Excerpts from a dataset
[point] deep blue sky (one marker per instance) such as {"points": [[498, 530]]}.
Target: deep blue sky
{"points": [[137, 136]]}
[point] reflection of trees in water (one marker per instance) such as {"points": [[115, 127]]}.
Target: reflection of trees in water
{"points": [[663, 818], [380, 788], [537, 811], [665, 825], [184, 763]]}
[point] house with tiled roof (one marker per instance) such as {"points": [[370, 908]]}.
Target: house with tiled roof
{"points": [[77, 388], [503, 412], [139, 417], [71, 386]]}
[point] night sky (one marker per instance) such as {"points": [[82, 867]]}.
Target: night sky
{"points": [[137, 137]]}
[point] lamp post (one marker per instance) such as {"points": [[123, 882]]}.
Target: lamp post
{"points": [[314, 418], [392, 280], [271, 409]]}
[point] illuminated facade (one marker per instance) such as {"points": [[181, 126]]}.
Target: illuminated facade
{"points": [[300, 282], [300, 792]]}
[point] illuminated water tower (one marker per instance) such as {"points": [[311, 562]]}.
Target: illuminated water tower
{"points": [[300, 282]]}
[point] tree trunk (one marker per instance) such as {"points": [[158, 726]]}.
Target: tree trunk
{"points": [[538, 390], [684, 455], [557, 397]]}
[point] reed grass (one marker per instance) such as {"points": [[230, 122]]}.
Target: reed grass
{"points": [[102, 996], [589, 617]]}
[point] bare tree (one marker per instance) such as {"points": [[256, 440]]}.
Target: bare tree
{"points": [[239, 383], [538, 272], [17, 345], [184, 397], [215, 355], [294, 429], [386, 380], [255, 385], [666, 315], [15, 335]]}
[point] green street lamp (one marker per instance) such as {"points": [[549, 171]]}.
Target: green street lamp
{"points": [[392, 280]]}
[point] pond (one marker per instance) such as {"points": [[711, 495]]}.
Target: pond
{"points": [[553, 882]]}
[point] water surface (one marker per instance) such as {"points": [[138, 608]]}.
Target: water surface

What you should do
Your task is to gather all lines from the entries above that hold the word "surface".

Your response
[point] water surface (one marker per instance) such as {"points": [[138, 608]]}.
Target: water surface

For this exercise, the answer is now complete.